PROBLEM TO WORK ON -> Print the stretch of lines from the line containing "target: statue head" through the line containing "214 118 L 216", both ends included, and keep every character unchanged.

RECORDS FOR THIS TASK ->
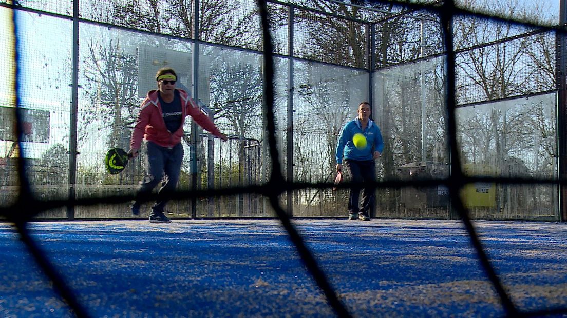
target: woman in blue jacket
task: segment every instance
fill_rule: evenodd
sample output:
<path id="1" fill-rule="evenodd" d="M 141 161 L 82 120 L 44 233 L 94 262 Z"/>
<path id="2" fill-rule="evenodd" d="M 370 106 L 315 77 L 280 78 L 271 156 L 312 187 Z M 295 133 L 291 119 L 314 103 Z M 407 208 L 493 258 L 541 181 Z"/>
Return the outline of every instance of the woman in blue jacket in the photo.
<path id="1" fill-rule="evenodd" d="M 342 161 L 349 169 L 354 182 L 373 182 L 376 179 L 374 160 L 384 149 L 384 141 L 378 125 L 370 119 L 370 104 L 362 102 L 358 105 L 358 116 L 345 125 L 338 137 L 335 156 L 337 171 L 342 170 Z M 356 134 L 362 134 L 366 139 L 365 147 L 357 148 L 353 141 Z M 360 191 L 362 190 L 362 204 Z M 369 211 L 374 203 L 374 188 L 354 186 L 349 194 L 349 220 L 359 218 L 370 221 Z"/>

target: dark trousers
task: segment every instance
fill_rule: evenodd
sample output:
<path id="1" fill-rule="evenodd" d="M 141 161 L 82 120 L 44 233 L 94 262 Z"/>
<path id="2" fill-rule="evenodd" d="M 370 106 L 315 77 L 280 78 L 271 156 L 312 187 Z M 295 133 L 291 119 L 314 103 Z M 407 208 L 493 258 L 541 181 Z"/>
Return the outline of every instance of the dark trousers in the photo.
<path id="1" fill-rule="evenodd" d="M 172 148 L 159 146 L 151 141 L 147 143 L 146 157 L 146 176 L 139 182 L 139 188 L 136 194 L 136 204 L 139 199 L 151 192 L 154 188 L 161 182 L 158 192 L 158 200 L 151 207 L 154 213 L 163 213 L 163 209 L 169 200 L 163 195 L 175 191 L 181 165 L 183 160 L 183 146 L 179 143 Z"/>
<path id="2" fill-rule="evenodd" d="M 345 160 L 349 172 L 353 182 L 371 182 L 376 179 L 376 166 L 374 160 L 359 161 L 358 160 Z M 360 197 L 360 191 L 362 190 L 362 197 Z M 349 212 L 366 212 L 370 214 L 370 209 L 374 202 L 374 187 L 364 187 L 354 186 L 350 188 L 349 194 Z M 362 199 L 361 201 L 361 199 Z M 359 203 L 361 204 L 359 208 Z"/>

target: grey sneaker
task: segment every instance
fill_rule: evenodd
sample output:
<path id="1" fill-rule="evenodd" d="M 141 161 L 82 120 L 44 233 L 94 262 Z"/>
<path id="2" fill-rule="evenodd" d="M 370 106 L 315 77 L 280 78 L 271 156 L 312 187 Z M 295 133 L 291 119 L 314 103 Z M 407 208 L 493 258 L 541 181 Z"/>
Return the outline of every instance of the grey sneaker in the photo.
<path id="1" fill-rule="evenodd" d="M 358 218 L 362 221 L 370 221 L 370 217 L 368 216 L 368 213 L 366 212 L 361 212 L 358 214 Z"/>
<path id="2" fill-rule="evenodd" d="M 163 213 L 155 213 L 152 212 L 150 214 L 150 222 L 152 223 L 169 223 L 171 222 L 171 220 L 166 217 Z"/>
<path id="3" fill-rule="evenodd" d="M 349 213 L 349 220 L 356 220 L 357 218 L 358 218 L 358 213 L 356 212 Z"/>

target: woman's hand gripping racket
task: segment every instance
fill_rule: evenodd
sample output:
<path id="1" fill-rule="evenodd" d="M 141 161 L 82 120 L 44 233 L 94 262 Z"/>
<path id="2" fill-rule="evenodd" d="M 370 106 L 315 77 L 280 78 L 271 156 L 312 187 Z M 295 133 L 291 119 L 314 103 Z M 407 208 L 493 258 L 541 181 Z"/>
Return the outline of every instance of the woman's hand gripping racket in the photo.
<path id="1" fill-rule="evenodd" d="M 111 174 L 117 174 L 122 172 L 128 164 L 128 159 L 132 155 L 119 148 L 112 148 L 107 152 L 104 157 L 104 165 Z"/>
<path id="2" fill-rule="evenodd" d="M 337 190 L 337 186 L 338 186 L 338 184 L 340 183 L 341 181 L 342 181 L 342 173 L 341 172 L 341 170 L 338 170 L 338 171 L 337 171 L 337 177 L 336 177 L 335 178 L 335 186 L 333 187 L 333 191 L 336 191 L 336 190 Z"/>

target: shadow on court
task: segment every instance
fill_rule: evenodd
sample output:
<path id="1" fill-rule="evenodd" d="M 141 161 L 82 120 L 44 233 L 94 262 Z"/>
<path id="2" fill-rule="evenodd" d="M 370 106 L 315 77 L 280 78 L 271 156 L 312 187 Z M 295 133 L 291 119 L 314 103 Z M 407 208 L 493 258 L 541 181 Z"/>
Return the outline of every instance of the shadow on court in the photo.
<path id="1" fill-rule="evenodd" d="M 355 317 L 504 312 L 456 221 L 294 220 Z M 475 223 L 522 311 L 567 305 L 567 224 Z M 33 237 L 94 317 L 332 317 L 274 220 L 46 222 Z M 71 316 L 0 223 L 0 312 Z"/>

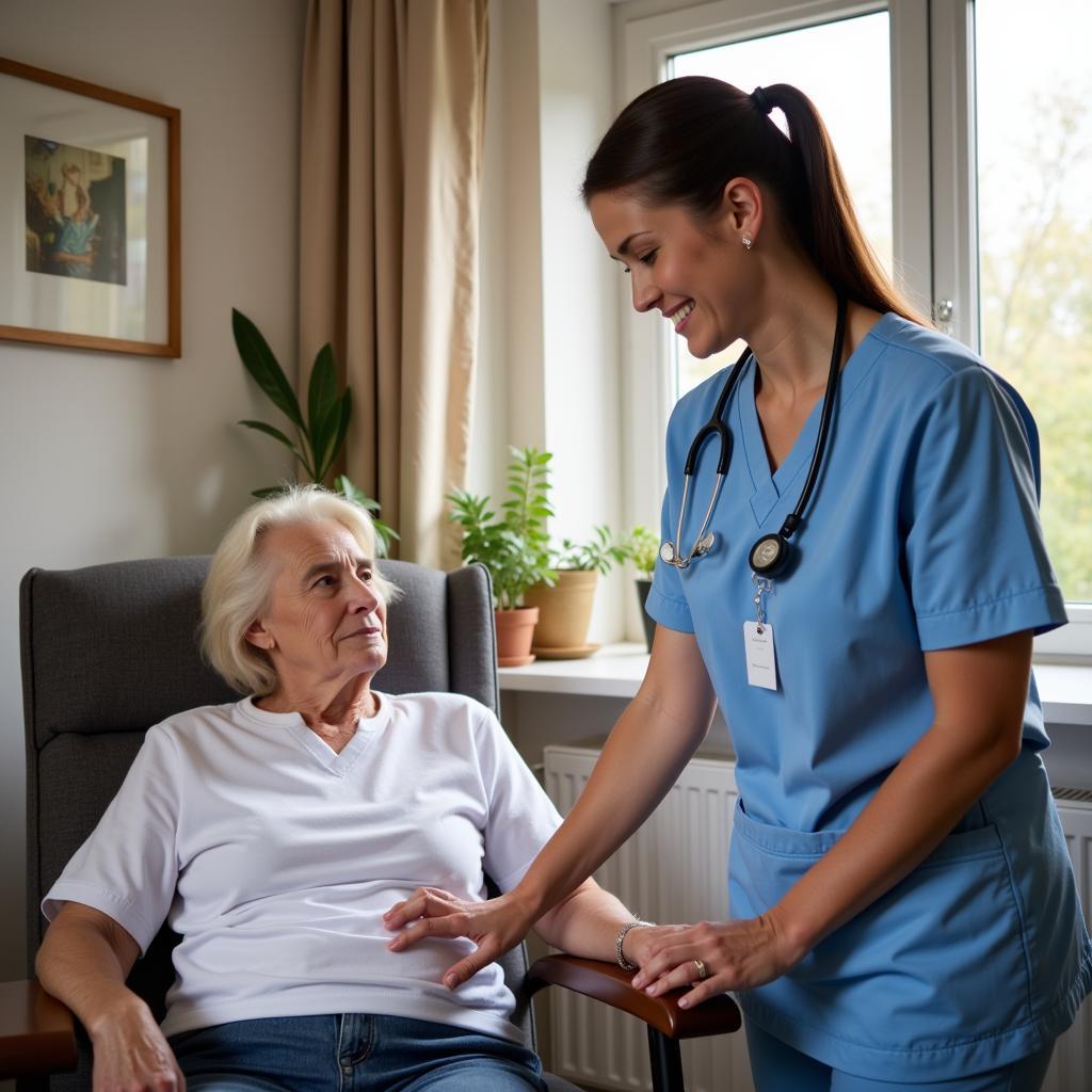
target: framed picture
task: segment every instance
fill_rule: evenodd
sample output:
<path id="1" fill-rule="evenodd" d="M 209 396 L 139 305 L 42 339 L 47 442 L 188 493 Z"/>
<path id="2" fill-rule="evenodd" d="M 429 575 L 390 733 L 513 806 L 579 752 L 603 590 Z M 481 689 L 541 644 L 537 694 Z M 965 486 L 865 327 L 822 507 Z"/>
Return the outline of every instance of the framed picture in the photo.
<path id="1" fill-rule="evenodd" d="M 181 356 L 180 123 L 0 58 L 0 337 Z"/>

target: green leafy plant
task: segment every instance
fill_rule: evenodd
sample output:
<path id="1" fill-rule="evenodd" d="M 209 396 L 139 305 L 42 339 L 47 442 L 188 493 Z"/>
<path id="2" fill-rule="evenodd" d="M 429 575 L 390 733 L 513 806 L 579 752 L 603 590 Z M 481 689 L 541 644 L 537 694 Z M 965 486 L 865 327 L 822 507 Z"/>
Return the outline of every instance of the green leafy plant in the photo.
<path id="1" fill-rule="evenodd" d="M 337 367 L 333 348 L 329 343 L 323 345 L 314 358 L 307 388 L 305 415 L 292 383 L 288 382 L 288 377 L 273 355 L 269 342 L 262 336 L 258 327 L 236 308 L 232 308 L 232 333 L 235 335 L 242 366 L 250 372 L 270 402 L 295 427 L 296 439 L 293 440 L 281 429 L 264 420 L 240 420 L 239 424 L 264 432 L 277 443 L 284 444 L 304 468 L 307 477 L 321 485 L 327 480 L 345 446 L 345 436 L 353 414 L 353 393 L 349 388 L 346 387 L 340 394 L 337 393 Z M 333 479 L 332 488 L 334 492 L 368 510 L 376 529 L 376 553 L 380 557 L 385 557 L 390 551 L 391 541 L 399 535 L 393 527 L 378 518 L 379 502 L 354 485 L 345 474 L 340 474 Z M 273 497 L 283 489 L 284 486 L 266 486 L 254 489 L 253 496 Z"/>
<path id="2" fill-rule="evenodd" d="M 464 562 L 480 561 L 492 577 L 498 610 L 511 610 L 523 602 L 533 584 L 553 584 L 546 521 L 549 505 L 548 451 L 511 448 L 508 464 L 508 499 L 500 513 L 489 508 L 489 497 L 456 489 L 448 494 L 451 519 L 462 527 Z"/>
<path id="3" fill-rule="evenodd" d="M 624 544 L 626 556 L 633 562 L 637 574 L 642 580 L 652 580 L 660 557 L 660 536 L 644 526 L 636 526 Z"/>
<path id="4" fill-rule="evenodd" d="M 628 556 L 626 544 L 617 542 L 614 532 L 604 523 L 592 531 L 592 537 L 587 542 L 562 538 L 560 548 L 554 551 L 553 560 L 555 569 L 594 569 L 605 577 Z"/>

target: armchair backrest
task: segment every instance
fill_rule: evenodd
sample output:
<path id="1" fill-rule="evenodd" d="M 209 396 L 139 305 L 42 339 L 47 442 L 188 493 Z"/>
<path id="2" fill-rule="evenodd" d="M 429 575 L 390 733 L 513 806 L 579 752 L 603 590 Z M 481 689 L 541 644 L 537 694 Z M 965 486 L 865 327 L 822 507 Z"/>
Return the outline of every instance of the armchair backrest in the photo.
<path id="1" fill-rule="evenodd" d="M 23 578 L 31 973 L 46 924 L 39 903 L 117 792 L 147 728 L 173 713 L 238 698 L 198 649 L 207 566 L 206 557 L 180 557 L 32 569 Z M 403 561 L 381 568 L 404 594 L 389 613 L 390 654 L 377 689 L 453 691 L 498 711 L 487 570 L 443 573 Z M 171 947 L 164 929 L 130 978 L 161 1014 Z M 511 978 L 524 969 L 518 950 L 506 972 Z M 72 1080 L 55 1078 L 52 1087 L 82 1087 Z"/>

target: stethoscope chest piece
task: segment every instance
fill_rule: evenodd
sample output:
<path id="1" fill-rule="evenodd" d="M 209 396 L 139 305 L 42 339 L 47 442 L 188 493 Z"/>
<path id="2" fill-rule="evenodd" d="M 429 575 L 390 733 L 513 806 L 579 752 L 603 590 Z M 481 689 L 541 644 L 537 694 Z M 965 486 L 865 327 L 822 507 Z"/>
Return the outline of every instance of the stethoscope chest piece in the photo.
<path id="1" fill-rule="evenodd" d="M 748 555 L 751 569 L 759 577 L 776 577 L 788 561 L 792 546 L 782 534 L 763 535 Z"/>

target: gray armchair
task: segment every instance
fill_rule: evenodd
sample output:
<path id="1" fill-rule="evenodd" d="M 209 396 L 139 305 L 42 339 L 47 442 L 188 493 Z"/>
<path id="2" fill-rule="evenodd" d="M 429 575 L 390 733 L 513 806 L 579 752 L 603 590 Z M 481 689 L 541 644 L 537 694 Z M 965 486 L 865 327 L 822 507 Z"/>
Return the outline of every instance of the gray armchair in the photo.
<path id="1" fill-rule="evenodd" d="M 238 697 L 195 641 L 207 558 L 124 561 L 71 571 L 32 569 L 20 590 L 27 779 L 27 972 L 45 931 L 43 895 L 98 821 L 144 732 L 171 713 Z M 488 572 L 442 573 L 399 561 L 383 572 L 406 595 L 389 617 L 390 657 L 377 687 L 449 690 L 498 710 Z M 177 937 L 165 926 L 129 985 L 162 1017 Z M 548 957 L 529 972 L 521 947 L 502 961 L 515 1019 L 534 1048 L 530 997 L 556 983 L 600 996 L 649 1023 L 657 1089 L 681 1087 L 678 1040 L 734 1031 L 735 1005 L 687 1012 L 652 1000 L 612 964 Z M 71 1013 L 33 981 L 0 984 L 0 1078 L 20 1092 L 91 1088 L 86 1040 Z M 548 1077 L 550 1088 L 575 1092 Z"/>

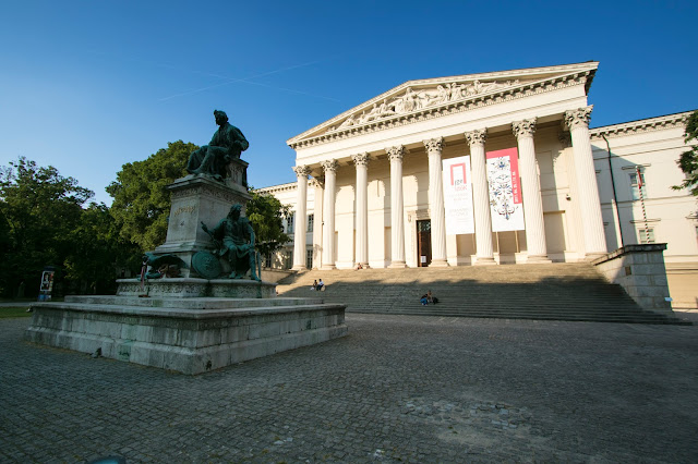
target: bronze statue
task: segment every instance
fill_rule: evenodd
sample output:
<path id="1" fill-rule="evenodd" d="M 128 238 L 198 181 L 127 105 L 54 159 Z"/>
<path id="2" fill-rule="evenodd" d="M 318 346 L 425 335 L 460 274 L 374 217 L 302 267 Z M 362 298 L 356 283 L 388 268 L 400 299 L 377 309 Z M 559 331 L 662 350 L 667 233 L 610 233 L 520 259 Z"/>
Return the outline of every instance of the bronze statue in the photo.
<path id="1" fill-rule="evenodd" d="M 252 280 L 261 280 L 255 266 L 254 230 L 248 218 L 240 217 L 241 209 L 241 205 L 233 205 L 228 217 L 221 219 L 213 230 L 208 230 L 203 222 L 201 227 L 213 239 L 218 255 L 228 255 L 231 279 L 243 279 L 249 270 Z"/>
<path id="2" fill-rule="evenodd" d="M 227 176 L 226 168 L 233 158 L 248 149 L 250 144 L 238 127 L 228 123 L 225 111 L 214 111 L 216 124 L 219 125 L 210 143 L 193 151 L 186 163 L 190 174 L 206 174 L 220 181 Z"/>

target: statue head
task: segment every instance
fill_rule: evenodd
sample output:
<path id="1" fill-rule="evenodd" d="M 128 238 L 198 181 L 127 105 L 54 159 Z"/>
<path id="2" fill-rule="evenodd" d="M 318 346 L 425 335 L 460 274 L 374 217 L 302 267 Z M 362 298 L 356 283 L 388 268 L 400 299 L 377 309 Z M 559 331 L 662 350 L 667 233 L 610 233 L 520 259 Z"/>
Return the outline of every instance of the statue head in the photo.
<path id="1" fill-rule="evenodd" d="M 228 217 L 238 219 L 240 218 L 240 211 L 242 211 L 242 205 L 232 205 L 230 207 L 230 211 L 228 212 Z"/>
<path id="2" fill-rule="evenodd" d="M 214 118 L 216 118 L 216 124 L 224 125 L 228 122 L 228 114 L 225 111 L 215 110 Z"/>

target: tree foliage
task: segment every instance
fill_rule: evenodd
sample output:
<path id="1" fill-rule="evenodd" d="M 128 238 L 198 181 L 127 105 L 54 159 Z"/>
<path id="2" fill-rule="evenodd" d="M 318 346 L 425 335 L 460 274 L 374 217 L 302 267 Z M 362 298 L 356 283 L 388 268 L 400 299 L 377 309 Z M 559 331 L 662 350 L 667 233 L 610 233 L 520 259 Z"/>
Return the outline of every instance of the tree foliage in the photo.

OUTPUT FOR THIS EXERCISE ->
target: statue head
task: segment every instance
fill_rule: evenodd
sample output:
<path id="1" fill-rule="evenodd" d="M 128 238 L 198 181 L 127 105 L 54 159 Z"/>
<path id="2" fill-rule="evenodd" d="M 318 346 L 425 335 L 460 274 L 374 217 L 302 267 Z M 362 298 L 356 283 L 388 268 L 400 299 L 377 309 Z M 559 331 L 662 350 L 667 233 L 610 233 L 520 259 Z"/>
Return the outline of every instance of the statue head in the photo.
<path id="1" fill-rule="evenodd" d="M 228 217 L 238 219 L 240 218 L 240 211 L 242 211 L 242 205 L 232 205 L 230 207 L 230 211 L 228 212 Z"/>
<path id="2" fill-rule="evenodd" d="M 214 118 L 216 118 L 216 124 L 224 125 L 228 122 L 228 114 L 225 111 L 215 110 Z"/>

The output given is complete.